**Estratto del documento**
----------------------------------------

Nel cuore della Sicilia, dove la terra ha memoria antica e ogni oggetto sembra parlare la lingua del tempo, prende forma l’opera La cipolla di Castrofilippo di Vincenzo Greco. Un titolo che potrebbe trarre in inganno, evocando semplici immagini di ruralità e quotidianità, ma che invece racchiude una riflessione profonda, quasi filosofica, sul senso del tempo e della vita.

 

Il significato profondo: il tempo come respiro

 

 

Il tempo è un respiro, sfuggente come nebbia al mattino. Lo tocchiamo, credendo che ci appartenga, ma scorre via, lasciando solo ombre di ciò che avrebbe potuto essere.

Queste parole, che fanno da cornice concettuale all’opera, ci introducono in un mondo in bilico tra realtà e memoria. Greco trasforma un oggetto umile come la cipolla in un simbolo del tempo che passa, del vissuto che svanisce e di ciò che resta in ciò che sembra effimero.

 

La cipolla diventa metafora della vita stessa: strati sovrapposti, ogni foglia una fase, un ricordo, un rimpianto. L’opera ci sussurra che il vero fallimento non sta nel tempo che inevitabilmente fugge, ma nelle occasioni che lasciamo andare. È un invito alla presenza, a vivere con consapevolezza ogni attimo, perché “un’ora non vissuta è un ramo spezzato, un canto rimasto strozzato in gola.”

----------------------------------------

**Esercizi da svolgere**
A. Riscrivi il passo dell'estratto partendo dalle parole "Queste parole, che" e fermandoti dopo "che sembra effimero.", sostituendo "simbolo" con "emblema".
B. Secondo l'estratto, quale oggetto umile Greco trasforma in un simbolo del tempo che passa?

Record
----------------------------------------

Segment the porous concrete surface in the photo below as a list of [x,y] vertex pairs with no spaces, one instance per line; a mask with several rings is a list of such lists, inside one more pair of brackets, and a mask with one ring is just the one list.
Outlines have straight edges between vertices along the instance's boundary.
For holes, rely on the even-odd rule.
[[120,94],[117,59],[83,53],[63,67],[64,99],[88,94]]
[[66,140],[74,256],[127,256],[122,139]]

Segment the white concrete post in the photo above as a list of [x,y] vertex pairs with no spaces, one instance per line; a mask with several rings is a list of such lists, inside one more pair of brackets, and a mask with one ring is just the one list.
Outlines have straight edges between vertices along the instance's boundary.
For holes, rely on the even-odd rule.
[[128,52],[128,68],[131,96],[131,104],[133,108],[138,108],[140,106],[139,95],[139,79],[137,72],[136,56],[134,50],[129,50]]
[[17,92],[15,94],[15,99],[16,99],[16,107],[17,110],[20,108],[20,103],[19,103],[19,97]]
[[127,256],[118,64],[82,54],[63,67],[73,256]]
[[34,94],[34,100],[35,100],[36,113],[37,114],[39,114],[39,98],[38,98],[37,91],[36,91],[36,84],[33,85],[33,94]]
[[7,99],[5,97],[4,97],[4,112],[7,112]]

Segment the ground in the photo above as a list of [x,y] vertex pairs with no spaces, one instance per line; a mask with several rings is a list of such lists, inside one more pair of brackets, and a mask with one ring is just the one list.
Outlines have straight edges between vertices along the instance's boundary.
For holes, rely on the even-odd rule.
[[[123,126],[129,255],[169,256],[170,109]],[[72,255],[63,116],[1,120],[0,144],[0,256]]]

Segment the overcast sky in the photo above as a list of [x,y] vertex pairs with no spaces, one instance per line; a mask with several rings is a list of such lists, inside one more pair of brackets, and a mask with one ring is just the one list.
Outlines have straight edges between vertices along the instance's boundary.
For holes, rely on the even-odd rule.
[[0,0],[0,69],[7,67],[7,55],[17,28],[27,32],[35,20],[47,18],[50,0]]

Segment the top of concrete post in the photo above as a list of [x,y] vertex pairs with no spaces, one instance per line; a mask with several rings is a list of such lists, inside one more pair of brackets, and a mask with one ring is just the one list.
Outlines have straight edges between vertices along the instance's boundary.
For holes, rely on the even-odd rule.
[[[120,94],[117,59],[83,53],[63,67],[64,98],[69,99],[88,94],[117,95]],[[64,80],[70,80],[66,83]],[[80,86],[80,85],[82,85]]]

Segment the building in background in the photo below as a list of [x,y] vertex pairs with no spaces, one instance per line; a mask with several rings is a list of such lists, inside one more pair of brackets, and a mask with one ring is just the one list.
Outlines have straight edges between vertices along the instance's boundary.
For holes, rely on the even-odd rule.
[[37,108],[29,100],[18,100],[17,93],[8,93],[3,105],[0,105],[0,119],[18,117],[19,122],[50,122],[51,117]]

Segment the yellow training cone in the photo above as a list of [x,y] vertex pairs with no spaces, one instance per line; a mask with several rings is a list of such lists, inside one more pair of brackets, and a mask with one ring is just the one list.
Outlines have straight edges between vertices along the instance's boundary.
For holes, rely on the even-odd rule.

----------------------------------------

**Risposte agli esercizi**
A.
Queste parole, che fanno da cornice concettuale all’opera, ci introducono in un mondo in bilico tra realtà e memoria. Greco trasforma un oggetto umile come la cipolla in un emblema del tempo che passa, del vissuto che svanisce e di ciò che resta in ciò che sembra effimero.

B. La cipolla.